## Reading passage
Hard Surfaces

This is my year to focus on hard surfaces in the landscape.  Having just had a knee replacement, stairs and uneven terrain are a challenge.  Even walking on grassy slopes is difficult.  I have had a very personal experience with what hard surfaces can provide in the garden-and the lack thereof.  They are a necessity for vehicles; even the underground grass support grids do not support regular or heavy vehicular traffic.  Interior hard surfaces support all manner of human activity.  Flooring for kitchens, bathrooms, living rooms, bedrooms-there are so many choices.  As is apparent in the above photograph, should you wish to have some outdoor space that will support human activity, a hard surface of some sort is a good idea.  The interior flooring flowing outdoors-a beautifully utilitarian and visually satisfying gesture.  Outdoor “rooms” are very much different in feeling and execution than interior spaces, but in or out, a level hard surface can facilitate plenty in the garden.  

This bluestone has been cut in what is known as an Aschlar pattern.  Several sizes of squares and rectangles can be laid in a pattern that seems random at first glance.  The pattern allows a stone mason to lay the surface quickly-as there is a big idea governing the sequence of the stones.  The appearance of random makes it a good choice for landscapes not demanding an ultra formal or ultra contemporary hard surface treatment.  Interesting that-very formal and very contemporary landscapes have much in common . This bluestone is graded and sold as “full range”.  Full range refers to the wide color variation in the stone.  Each stone exactly the same color-selected stone such as this demands a premium price.  Expect to pay over and above for select.  Each stone is as much about what was discarded for a job, as what is acceptable.  The muted colors of the full range is easy on the eye.  Should you be thinking of a large terrace, darker is better.  No one needs their terrace glaring up at them.    

Some large hard surfaces-by this I mean a drivecourt, benefit from a change of material, or mixed materials.  Cars and UPS trucks are large, and need lots of paving.  This concrete aggregate drivecourt is punctuated by a compass built from hand cut bluestone slabs.  The pattern draws the eye away from the large expanse of hard surface. A group of materials is good, should your paved space be large.

## Input data
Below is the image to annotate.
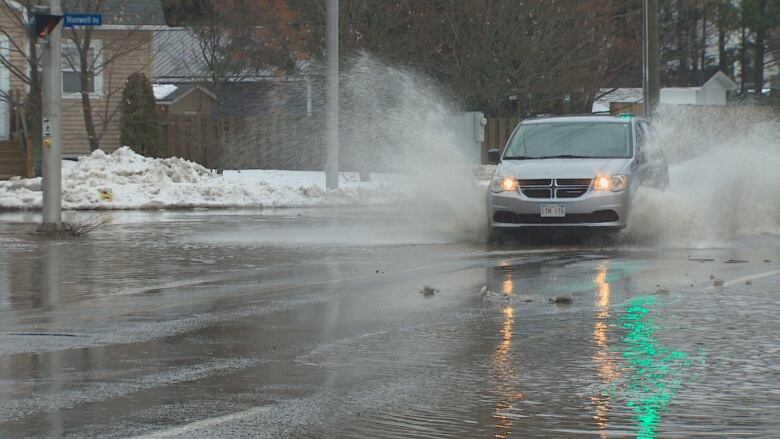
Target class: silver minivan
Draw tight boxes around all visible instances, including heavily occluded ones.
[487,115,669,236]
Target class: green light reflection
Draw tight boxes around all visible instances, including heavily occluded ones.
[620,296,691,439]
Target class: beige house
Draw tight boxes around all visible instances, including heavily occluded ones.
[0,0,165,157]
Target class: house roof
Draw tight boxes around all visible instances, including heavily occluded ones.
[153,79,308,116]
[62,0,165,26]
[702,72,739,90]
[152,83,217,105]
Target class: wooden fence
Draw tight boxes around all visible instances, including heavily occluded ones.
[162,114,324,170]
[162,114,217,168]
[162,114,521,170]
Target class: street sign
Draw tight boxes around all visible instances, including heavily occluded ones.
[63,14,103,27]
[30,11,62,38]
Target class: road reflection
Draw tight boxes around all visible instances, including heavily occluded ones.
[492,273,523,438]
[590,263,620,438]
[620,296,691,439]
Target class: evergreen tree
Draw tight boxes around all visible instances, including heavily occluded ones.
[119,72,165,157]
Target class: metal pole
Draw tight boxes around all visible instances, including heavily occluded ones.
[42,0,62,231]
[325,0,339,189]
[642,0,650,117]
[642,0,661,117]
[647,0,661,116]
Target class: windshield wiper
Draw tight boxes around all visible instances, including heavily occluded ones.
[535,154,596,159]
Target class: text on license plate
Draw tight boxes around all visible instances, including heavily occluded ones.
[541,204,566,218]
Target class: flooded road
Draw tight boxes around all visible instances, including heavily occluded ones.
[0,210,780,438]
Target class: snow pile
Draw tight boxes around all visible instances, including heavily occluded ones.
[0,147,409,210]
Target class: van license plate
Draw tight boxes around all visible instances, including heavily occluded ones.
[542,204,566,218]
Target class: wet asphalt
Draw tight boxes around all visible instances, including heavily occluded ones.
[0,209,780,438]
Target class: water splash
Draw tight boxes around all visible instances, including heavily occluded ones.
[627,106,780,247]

--

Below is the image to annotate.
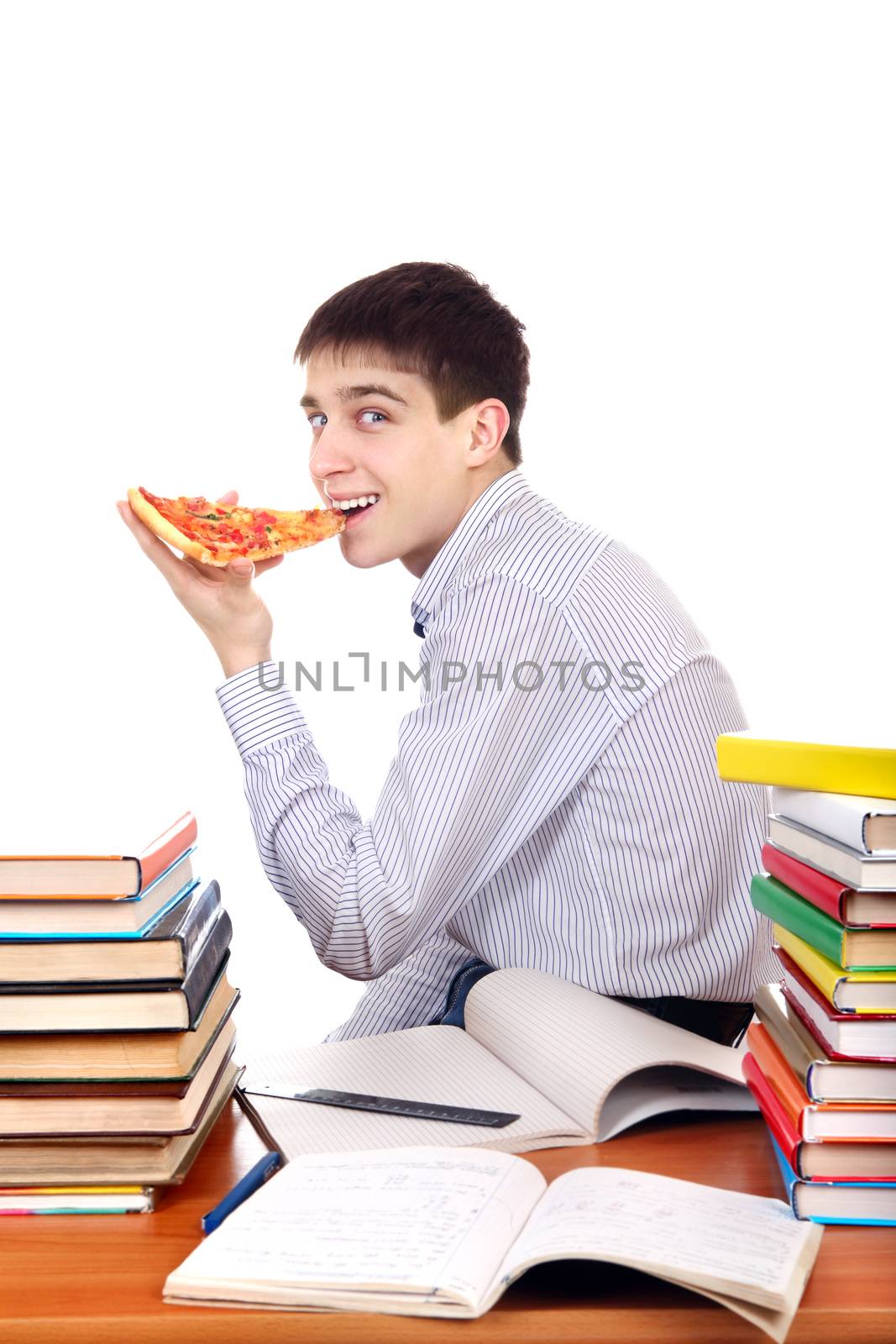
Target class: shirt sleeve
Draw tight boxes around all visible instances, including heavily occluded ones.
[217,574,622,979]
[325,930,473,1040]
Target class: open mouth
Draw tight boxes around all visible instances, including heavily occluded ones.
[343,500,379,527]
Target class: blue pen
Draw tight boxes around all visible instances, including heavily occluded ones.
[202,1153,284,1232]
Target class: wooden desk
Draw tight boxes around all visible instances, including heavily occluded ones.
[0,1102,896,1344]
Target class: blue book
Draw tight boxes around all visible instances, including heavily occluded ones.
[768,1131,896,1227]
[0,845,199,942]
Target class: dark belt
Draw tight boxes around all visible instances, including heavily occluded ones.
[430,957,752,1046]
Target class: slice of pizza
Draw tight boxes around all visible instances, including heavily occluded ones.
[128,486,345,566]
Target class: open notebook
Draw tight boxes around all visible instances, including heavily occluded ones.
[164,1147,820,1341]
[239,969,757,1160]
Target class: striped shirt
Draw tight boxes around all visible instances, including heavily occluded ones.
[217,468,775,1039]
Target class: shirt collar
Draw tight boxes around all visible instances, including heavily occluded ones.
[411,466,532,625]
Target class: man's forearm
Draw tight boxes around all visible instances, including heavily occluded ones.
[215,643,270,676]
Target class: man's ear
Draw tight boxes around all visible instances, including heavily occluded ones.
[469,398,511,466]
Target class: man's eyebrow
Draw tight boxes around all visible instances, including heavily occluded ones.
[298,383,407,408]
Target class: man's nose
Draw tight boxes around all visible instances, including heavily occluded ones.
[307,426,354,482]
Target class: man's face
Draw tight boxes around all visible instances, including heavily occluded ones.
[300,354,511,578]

---

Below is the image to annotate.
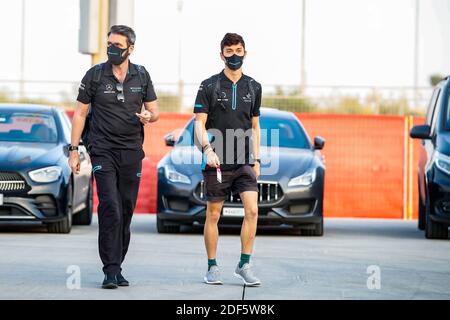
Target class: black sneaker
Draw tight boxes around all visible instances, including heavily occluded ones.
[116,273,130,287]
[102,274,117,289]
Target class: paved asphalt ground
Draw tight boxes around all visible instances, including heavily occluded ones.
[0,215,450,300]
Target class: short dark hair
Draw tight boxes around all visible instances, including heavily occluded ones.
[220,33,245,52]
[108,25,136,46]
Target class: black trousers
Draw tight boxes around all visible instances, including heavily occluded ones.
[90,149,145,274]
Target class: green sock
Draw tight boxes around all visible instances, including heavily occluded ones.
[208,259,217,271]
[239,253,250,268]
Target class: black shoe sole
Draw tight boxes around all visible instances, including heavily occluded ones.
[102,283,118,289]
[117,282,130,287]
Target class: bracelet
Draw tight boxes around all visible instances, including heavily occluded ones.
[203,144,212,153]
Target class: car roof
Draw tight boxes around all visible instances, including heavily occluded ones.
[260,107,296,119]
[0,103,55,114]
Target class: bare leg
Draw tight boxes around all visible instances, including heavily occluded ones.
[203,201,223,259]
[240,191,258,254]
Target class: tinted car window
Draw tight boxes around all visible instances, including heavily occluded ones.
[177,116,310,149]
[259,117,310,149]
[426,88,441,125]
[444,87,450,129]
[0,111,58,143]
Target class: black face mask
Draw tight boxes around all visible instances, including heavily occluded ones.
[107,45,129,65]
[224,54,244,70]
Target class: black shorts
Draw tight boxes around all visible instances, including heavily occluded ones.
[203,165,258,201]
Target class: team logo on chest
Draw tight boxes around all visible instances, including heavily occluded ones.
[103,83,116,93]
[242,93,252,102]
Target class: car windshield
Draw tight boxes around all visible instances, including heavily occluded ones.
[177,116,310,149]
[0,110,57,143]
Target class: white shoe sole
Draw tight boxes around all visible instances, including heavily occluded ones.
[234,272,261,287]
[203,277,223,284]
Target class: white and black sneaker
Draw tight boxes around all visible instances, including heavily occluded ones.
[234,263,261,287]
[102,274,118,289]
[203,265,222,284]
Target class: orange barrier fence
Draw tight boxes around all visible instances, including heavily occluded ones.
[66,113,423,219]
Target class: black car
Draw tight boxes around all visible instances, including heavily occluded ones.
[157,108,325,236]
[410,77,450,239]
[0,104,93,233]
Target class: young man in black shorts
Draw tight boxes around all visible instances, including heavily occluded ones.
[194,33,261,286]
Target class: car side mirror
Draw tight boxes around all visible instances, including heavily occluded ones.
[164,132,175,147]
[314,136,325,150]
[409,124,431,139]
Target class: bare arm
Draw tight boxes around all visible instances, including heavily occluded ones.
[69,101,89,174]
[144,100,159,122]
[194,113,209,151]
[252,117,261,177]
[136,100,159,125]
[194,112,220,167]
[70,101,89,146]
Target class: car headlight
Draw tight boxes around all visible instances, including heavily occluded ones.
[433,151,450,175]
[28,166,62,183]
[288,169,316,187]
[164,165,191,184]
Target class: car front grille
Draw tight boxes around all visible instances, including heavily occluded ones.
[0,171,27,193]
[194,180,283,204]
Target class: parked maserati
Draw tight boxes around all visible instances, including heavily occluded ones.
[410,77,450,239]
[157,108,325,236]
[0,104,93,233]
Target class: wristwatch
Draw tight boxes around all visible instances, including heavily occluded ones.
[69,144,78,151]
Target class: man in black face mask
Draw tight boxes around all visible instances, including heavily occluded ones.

## What is asked
A - According to the hard surfaces piece, what does the bluestone grade "full range" refer to?
B - From the listing, extract and repeat the stretch from the line containing "Target class: car side mirror" through the line containing "[164,165,191,184]", with both of those lines included.
The listing is unrelated to the hard surfaces piece.

## Task solutions
A - The wide color variation in the stone.

B -
Target class: car side mirror
Draw tight boxes around all visible instances, including heavily occluded ones.
[164,132,175,147]
[314,136,325,150]
[409,124,431,139]
Target class: bare arm
Draw tight boxes around all visible instances, including heavily occluded ones.
[69,101,89,174]
[144,100,159,122]
[194,113,209,151]
[252,117,261,177]
[136,100,159,125]
[194,112,220,167]
[70,101,89,146]
Target class: car headlight
Draw tight boxes around all visible instances, including heavily occluded ones.
[433,151,450,175]
[28,166,62,183]
[288,169,316,187]
[164,165,191,184]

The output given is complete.